[Provided text]:
Clark v. Kellogg Company
Decision Date | 17 December 1999 |
Docket Number | No. 99-1105,No. 99-1097,Nos. 99-1090,99-1092,N,No. 99-1093,No. 99-1102,No. 99-1095,s. 99-1090,99-1105,99-1102,99-1097,99-1095,99-1093 |
Citation | 205 F.3d 1079 |
Parties | (8th Cir. 2000) JOSEPH F. CLARK, APPELLANT, v. KELLOGG COMPANY; KELLOGG USA, INC., APPELLEES. CAROLYN LEE, APPELLANT, v. KELLOGG COMPANY; KELLOGG USA, INC., APPELLEES. JOCK A. MONTES, APPELLANT, v. KELLOGG COMPANY; KELLOGG USA, INC., APPELLEES. AUDREI LEMON MCGEE, APPELLANT, v. KELLOGG COMPANY; KELLOGG USA, INC., APPELLEES. DIANN C. MOORE, APPELLANT, v. KELLOGG COMPANY; KELLOGG USA, INC., APPELLEES. MARIAN GRANGER, APPELLANT, v. KELLOGG COMPANY; KELLOGG USA, INC., APPELLEES. REGINA JOHNSON, APPELLANT, v. KELLOGG COMPANY; KELLOGG USA, INC., APPELLEES. NANCY TRAPANI, APPELLANT, v. KELLOGG COMPANY; KELLOGG USA, INC., APPELLEES. KATHRYN PASSAUER, APPELLANT, v. KELLOGG COMPANY; KELLOGG USA, INC., APPELLEES. STEPHANIE WASHINGTON, APPELLANT, v. KELLOGG COMPANY; KELLOGG USA, INC., APPELLEES. RAYMOND R. SINKEVICH, APPELLANT, v. KELLOGG COMPANY; KELLOGG USA, INC., APPELLEES. , too. 99-1103,o. 99-1098,o. 99-1096,o. 99-1094, Submitted: |
Court | U.S. Court of Appeals — Eighth Circuit |
Appeals from the United States District Court for the District of Nebraska. [Copyrighted Material Omitted] Before Murphy and Magill, Circuit Judges, and Smith,* District Judge.
Eleven seasonal employees brought suit against their employer, Kellogg Co. and Kellogg USA, Inc. (collectively, Kellogg), after Kellogg failed to honor an alleged oral promise to hire them for "permanent" employment if they "kept their noses clean" and continued to work for an indefinite number of summer seasons. The district court1 granted summary judgment in Kellogg's favor on all of Appellants' claims. Appellants appeal the district court's dismissal of their claims for breach of contract, promissory estoppel, fraudulent misrepresentation, and negligent misrepresentation. We affirm.
Appellants worked for Kellogg under an oral contract during summer months as replacements for regular employees who were on vacation. Appellants typically started working in May and would work for up to twenty weeks. Appellants accepted such seasonal employment every year from their date of hire through 1996. Of the eleven Appellants, eight were hired in 1988, one in 1991, and two in 1992.

[Records]:
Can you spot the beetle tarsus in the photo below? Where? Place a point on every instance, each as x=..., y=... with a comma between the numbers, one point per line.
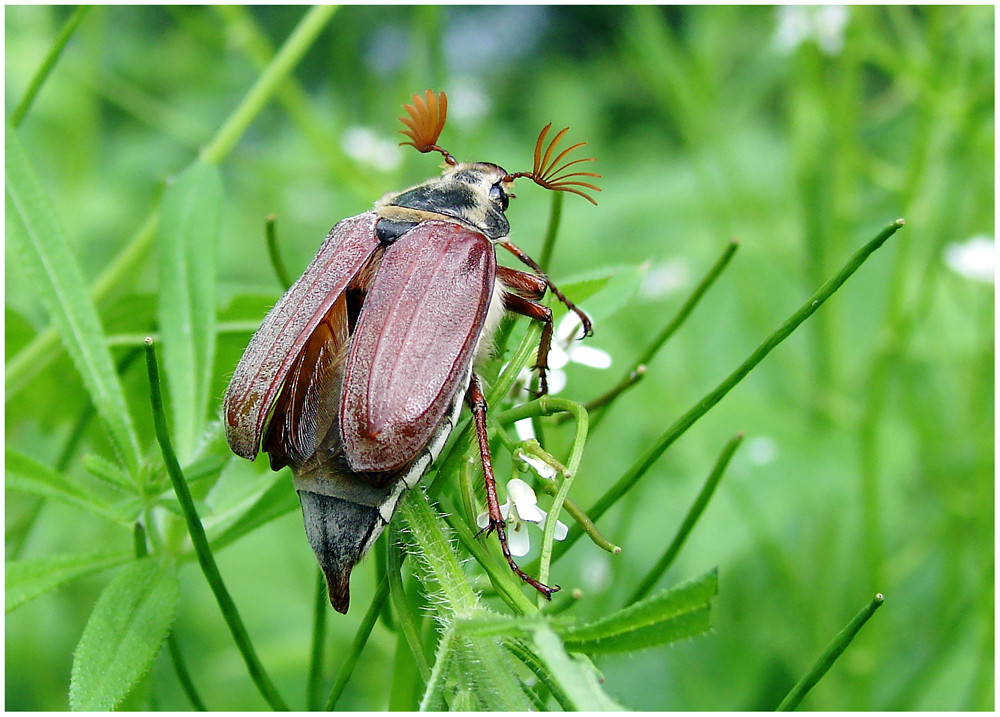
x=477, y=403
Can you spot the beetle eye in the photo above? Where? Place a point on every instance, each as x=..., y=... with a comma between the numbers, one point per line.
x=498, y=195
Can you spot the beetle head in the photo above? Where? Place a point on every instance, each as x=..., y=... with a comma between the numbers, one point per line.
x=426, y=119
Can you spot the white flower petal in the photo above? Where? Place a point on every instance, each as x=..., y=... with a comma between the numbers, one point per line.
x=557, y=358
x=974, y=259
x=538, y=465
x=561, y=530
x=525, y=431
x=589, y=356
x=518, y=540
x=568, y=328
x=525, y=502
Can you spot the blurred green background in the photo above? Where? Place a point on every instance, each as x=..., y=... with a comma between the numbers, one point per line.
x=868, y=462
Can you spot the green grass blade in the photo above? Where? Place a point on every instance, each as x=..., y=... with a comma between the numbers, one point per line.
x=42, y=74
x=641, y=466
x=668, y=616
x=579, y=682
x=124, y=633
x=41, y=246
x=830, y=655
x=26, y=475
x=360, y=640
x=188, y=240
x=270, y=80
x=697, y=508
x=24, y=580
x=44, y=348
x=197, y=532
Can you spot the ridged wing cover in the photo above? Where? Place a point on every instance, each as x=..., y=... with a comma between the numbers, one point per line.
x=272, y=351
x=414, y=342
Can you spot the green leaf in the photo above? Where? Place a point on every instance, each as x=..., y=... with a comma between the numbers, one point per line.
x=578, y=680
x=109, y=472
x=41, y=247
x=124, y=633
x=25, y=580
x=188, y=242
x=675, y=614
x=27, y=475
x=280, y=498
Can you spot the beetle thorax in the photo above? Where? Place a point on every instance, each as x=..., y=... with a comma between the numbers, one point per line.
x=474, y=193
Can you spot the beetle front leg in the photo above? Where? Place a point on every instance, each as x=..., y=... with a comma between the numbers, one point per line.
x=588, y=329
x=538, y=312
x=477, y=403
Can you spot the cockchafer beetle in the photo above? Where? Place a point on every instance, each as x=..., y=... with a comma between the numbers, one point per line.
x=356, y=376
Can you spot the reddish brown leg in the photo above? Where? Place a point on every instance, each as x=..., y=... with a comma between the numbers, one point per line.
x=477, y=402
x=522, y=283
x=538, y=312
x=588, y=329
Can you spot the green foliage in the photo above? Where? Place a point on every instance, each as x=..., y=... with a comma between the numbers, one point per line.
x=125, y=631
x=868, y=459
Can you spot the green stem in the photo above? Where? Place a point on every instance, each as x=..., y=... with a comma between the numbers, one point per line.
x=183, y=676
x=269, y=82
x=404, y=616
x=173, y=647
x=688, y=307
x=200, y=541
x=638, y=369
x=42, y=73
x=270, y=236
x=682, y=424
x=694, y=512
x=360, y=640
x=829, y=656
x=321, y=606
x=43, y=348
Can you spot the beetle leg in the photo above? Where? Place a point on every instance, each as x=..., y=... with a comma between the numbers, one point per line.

[Stated exercise A]: In the listing, copy verbatim the lines from the line with "Can you spot the white" to the line with "x=568, y=328", both included.
[Stated exercise B]: Continue the court opinion on the Kellogg seasonal employees' appeal from where it stops.

[Answer A]:
Can you spot the white flower petal in the photo above? Where? Place a point on every instance, each as x=..., y=... with a comma between the numbers, one point per line.
x=557, y=358
x=974, y=259
x=538, y=465
x=561, y=530
x=525, y=431
x=589, y=356
x=518, y=540
x=568, y=328

[Answer B]:
Appellants allege that Kellogg's management staff repeatedly told them that they would be hired for permanent full-time positions at Kellogg's Omaha facility if the following occurred: 1) openings for permanent positions became available, 2) they "kept their noses clean," and 3) they continued to work for Kellogg every summer season until permanent jobs became available. Appellants claim that they detrimentally relied on these representations by refusing full-time employment with other employers. More specifically, Appellants argue that Kellogg's representations caused them to lose the "benefit of full-time salaries and raises, establishing themselves with other employers and in obtaining benefits such as insurance or pension."
In 1996 and 1997, when Kellogg began hiring regular full-time employees, ten of the eleven Appellants applied for full-time employment at Kellogg's Omaha facility. Departing from past practice, Kellogg required all applicants to take a written examination covering arithmetic, reading, problem-solving, safety, and instrumentation. Several Appellants failed the examination, while others were precluded from taking it because of poor attendance or other disciplinary problems. Because Kellogg did not hire any of the Appellants for any of the regular full-time positions, Appellants initiated the present diversity action in federal court.
We review a grant of summary judgment de novo and apply the same standard as that applied by the district court. See First Bank of Marietta v. Hogge, 161 F.3d 506, 510 (8th Cir. 1998). Summary judgment is appropriate when the evidence, viewed in a light most favorable to the non-moving party, demonstrates that there is no genuine issue of material fact, and that the moving party is entitled to judgment as a matter of law. See id. We will apply the substantive law of the forum state, Nebraska. See Erie R.R. Co. v. Tompkins, 304 U.S. 64, 78 (1938). We review de novo the district court's application of state law, and, if the state law is ambiguous, we predict how the highest court of that state would resolve the issue. See First Colony Life Ins. Co. v. Berube, 130 F.3d 827, 829 (8th Cir.1997).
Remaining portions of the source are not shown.